Selected extract:
The World Health Organisation (WHO) has recommended that travel abroad should be temporarily avoided by the age group, along with others who are at high-risk of developing severe coronavirus symptoms.
The WHO has now called on countries to take “rational” measures against the new variant, which is feared to be more transmissible than previous strains.
While caution among vulnerable groups is advised, the health body stressed that blanket travel bans will not prevent the international spread of Omicron and could negatively impact global health efforts, despite calls to close borders.
In a statement, the WHO said: “Persons who are unwell or at risk of developing severe Covid-19 disease and dying, including people 60 years of age or older, or those with co-morbidities (e.g. heart disease, cancer and diabetes), should be advised to postpone travel.
“Blanket travel bans will not prevent the international spread, and they place a heavy burden on lives and livelihoods.
“In addition, they can adversely impact global health efforts during a pandemic by disincentivizing countries to report and share epidemiological and sequencing data.”

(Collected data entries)
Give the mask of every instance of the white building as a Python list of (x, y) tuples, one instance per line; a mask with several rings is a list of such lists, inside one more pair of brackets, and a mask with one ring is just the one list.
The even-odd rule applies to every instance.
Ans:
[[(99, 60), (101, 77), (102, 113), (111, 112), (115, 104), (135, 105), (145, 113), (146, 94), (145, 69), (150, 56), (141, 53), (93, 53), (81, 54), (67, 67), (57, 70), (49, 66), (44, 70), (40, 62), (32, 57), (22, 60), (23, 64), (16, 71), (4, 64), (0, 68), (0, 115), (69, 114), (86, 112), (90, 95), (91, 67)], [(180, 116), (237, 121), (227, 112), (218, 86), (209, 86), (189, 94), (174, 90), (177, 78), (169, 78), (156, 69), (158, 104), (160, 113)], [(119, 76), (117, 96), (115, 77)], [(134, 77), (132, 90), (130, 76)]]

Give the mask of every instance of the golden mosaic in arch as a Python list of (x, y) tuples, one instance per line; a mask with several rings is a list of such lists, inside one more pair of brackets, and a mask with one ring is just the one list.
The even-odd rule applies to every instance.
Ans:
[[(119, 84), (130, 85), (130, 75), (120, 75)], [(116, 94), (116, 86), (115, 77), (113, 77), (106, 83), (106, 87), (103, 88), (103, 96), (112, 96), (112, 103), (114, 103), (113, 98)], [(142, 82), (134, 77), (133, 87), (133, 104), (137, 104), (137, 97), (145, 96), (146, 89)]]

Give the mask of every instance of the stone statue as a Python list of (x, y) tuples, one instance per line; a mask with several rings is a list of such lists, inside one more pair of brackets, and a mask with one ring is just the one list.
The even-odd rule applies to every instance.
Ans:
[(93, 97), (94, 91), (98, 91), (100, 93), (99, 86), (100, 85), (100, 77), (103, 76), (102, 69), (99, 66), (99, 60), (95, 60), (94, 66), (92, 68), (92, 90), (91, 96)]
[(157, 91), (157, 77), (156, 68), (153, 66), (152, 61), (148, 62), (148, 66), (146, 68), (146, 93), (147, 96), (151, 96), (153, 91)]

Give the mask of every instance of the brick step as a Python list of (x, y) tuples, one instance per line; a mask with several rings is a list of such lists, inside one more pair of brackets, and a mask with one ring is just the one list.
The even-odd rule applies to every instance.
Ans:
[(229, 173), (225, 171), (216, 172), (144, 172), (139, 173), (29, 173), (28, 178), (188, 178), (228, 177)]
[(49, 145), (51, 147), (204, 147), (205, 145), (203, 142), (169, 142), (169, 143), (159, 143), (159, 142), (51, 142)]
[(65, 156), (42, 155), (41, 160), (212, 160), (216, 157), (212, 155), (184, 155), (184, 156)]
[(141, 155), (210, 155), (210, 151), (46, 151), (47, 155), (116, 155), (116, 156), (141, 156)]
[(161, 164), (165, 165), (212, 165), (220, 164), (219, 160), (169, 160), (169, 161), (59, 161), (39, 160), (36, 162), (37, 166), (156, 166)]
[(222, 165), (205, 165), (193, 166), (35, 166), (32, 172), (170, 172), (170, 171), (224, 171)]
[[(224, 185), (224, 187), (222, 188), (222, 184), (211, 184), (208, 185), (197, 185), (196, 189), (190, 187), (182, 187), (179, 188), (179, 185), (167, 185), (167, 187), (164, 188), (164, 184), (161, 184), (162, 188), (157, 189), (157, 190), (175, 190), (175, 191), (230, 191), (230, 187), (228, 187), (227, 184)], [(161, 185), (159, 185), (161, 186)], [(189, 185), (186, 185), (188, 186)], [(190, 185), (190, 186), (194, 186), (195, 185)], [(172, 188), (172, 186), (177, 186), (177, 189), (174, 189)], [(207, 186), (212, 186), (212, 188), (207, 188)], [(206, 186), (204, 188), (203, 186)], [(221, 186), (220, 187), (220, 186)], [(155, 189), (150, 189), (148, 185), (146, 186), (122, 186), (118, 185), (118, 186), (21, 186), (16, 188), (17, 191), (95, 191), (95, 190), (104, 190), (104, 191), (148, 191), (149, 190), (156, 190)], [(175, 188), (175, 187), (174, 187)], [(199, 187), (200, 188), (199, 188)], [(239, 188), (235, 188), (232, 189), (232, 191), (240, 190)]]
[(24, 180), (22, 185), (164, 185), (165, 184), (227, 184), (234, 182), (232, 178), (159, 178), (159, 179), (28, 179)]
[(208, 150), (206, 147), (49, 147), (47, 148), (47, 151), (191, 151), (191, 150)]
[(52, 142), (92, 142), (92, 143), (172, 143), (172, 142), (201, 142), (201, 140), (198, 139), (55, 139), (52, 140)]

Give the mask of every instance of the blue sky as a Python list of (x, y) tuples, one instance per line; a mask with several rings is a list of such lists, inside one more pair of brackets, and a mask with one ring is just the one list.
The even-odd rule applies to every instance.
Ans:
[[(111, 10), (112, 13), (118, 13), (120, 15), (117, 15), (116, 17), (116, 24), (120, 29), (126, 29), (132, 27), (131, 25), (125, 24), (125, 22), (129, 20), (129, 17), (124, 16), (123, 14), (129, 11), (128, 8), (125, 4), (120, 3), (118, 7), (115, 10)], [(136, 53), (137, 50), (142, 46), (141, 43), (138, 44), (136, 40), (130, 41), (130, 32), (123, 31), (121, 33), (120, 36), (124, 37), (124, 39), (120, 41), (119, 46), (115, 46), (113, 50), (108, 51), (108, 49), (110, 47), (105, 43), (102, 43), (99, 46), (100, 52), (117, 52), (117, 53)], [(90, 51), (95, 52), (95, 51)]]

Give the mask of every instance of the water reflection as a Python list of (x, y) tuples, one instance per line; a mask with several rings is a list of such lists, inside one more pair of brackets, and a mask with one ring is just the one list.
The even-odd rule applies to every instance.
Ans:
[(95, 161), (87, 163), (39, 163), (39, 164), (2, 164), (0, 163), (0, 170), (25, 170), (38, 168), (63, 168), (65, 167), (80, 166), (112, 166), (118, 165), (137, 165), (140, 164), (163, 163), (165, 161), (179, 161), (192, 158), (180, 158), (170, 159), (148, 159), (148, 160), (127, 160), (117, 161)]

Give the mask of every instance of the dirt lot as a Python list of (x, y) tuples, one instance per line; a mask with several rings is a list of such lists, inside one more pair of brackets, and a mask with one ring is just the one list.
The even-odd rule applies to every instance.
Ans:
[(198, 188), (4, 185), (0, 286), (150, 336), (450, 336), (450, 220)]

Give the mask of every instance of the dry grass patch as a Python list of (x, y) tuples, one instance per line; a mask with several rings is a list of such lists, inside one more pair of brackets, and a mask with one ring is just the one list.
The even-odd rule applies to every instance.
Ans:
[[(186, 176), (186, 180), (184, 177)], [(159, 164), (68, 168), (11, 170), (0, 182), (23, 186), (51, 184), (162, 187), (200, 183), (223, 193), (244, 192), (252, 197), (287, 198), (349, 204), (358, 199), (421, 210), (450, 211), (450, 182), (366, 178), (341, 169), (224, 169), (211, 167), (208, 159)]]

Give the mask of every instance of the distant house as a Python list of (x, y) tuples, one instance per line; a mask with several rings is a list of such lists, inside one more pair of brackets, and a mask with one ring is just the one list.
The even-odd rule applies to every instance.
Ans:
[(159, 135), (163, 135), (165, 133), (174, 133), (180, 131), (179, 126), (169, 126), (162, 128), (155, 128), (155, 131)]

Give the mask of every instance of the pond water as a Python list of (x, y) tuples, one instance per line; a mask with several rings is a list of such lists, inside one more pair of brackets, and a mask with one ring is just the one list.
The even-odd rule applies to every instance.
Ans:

Exercise brief:
Decide whether each statement below agrees with the text on WHO travel advice. Answer yes or no for each, quoting the exact words of the text that decide it.
1. The WHO says blanket travel bans will prevent the international spread of Omicron.
2. People 60 years of age or older should be advised to postpone travel.
3. The WHO has called on countries to take rational measures against the new variant.

Answer box:
1. No: "blanket travel bans will not prevent the international spread of Omicron"
2. Yes: "including people 60 years of age or older, or those with co-morbidities (e.g. heart disease, cancer and diabetes), should be advised to postpone travel"
3. Yes: "The WHO has now called on countries to take “rational” measures against the new variant"